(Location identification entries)
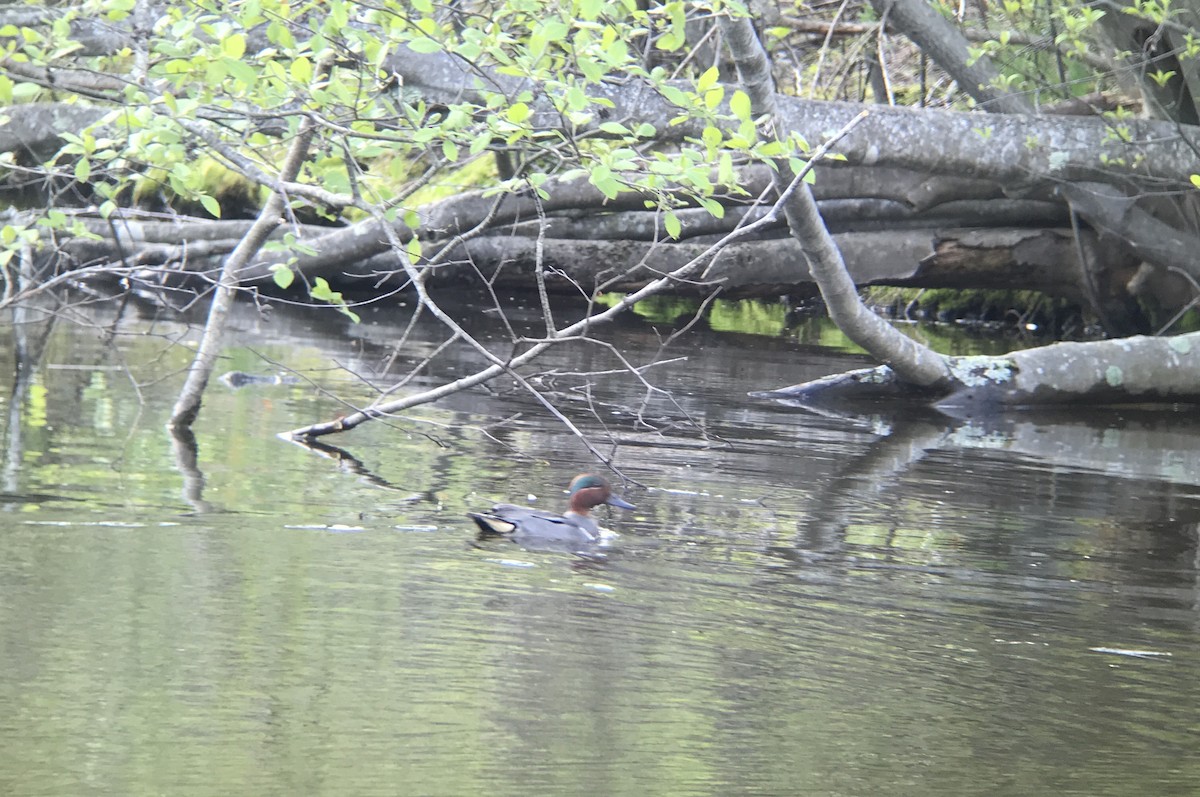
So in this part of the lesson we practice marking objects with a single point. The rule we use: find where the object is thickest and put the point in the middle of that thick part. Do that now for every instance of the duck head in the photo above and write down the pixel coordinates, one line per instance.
(589, 490)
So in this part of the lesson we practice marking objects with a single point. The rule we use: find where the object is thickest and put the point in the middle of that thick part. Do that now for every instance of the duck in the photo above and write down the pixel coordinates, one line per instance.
(576, 527)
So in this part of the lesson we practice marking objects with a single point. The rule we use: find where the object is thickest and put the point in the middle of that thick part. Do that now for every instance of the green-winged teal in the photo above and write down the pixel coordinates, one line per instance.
(576, 527)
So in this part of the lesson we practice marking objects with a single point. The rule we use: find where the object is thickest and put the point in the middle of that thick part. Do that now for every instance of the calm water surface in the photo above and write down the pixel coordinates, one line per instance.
(868, 604)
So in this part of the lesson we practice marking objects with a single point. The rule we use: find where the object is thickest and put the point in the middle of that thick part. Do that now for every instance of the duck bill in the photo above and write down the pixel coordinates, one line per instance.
(617, 501)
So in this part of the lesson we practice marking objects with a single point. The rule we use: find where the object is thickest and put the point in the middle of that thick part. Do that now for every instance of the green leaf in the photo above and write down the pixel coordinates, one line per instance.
(211, 205)
(321, 289)
(517, 113)
(301, 70)
(282, 275)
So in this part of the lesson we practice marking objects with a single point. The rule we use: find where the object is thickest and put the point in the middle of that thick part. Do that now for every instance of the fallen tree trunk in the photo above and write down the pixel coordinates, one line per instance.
(1127, 371)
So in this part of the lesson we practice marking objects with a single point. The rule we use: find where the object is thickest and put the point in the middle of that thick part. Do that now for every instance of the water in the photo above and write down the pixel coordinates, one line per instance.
(895, 604)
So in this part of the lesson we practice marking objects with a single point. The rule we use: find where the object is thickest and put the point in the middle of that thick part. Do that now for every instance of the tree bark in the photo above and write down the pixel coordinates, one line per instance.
(912, 361)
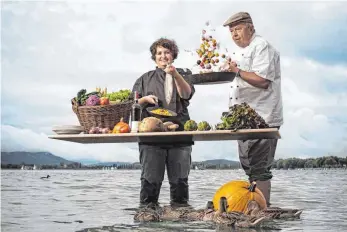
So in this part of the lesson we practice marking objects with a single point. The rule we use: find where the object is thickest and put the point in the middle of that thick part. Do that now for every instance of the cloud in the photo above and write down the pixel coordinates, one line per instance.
(51, 50)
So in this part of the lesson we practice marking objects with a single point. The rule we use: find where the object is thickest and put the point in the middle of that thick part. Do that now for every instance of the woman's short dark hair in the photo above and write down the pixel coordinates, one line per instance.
(166, 43)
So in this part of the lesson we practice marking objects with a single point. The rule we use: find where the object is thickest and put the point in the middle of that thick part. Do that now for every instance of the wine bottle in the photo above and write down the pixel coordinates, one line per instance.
(135, 114)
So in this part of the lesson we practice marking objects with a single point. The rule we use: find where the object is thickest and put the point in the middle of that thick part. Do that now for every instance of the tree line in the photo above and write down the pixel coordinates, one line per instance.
(321, 162)
(289, 163)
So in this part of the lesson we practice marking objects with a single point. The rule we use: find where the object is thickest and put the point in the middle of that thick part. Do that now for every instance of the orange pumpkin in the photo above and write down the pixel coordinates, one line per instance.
(238, 193)
(121, 127)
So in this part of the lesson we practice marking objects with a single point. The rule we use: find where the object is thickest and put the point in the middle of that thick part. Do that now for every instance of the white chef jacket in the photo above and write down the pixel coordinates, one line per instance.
(259, 57)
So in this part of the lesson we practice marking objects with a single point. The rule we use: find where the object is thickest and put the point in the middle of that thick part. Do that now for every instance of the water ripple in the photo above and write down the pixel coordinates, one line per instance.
(93, 200)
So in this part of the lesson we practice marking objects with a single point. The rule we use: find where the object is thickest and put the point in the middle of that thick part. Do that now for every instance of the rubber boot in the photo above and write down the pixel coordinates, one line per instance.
(179, 193)
(265, 188)
(149, 192)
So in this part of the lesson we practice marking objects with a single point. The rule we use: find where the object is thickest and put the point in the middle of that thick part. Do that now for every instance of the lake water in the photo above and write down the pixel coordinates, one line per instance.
(96, 200)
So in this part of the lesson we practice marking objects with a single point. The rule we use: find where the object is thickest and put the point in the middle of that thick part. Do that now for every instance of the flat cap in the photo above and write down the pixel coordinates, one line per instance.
(240, 17)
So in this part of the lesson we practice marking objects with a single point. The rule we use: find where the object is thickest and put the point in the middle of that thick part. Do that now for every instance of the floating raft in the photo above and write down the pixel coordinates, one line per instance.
(172, 137)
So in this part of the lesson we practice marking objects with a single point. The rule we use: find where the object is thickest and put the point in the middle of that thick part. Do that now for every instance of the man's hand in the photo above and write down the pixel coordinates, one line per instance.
(170, 69)
(150, 99)
(232, 67)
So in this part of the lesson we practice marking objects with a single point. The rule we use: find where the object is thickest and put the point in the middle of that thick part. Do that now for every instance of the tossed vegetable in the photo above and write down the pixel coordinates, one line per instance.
(204, 126)
(93, 100)
(241, 116)
(190, 125)
(162, 112)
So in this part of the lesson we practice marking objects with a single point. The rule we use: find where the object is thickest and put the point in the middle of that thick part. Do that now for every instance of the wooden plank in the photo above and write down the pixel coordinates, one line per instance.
(172, 137)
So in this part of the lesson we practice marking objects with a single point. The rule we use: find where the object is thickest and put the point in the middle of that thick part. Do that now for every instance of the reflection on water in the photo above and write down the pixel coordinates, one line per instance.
(96, 200)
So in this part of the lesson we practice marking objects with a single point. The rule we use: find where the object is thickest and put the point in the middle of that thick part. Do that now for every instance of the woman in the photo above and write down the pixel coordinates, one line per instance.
(166, 87)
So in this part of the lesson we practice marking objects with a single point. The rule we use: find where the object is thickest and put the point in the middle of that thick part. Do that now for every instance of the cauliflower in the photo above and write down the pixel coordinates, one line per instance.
(190, 125)
(93, 100)
(204, 126)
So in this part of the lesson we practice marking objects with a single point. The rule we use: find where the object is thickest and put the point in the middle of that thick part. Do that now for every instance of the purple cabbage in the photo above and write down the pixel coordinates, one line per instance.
(93, 100)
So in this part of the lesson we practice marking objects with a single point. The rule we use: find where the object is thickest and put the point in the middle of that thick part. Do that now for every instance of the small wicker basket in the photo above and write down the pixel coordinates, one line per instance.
(105, 116)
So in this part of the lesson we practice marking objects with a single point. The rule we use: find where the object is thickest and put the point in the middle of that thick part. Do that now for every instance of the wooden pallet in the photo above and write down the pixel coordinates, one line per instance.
(172, 137)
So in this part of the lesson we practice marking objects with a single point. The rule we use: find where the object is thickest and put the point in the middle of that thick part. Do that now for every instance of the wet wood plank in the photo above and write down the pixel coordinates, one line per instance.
(172, 137)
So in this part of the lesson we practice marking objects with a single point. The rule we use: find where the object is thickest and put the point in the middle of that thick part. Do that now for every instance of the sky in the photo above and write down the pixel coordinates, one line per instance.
(51, 50)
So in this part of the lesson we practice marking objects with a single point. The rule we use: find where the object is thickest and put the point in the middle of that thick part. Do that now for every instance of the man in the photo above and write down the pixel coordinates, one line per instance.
(258, 83)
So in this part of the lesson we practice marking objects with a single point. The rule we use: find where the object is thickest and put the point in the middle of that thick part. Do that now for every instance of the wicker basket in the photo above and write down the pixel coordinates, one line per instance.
(105, 116)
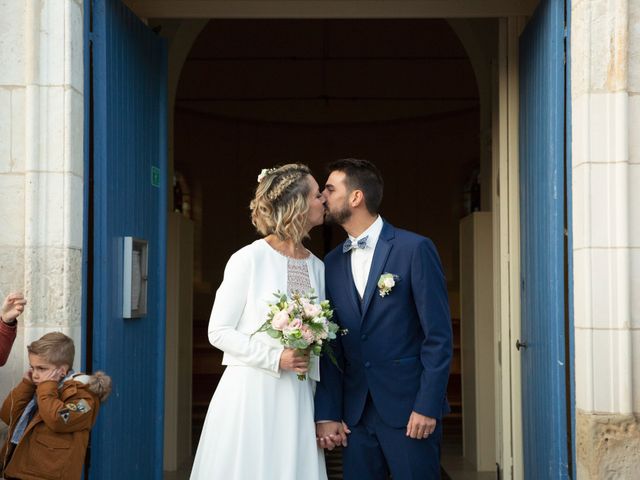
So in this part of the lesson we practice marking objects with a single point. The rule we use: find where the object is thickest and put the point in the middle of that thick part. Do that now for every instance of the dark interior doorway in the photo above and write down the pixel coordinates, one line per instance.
(257, 93)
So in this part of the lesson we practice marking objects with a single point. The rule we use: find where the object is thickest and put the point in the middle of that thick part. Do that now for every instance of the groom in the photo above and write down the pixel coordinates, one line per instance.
(390, 390)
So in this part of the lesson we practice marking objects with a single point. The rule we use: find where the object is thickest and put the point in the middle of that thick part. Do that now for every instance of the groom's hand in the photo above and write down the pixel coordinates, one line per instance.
(331, 434)
(420, 426)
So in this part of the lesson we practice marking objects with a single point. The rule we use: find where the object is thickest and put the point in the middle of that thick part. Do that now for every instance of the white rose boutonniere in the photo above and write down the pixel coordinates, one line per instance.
(386, 282)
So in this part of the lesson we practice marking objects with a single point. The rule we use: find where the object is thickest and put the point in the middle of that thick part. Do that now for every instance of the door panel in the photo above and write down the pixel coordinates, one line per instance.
(542, 183)
(129, 199)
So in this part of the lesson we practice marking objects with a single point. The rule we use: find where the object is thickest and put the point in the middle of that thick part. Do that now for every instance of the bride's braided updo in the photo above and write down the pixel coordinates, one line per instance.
(281, 204)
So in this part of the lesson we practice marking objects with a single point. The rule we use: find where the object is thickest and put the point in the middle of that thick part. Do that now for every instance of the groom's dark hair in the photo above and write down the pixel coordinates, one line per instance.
(361, 175)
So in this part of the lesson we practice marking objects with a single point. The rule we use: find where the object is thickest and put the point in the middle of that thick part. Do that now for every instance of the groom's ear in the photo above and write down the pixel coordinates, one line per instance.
(357, 198)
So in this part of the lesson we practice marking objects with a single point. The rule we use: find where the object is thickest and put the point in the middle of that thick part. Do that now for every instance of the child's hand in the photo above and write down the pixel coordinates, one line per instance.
(12, 307)
(52, 375)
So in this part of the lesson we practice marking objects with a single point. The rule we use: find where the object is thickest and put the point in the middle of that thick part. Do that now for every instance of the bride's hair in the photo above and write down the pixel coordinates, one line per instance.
(281, 204)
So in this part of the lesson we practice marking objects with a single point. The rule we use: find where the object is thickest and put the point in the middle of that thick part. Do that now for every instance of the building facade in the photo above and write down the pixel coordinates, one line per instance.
(44, 189)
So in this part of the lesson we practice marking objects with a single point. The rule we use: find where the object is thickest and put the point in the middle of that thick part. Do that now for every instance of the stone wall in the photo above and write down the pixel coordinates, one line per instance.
(41, 168)
(605, 75)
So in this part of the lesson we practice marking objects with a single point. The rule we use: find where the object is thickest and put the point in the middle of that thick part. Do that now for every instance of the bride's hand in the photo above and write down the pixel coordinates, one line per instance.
(294, 360)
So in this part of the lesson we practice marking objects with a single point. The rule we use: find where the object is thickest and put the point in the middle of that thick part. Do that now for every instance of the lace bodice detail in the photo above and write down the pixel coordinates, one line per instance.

• [Requirement]: Write out only what runs from the line holding "the bride's hand" through the last line of the records, exactly as shown.

• [Result]:
So in this part of the lesson we practice marking objects with a single point. The rule we use: find where the object is thickest and put the point in the middle of that thick part. Do that now for every instance of the bride's hand in the photo above and write down the pixel coordinates, one line per instance.
(294, 360)
So in this part of the lesson we practice marking objects with a single point. The rule we use: find where the object is thickest and put the point in the middle of that thick part. Do that now for every instance of the lace bodice detail in the photo above and write down the pixel coordinates, one line per instance.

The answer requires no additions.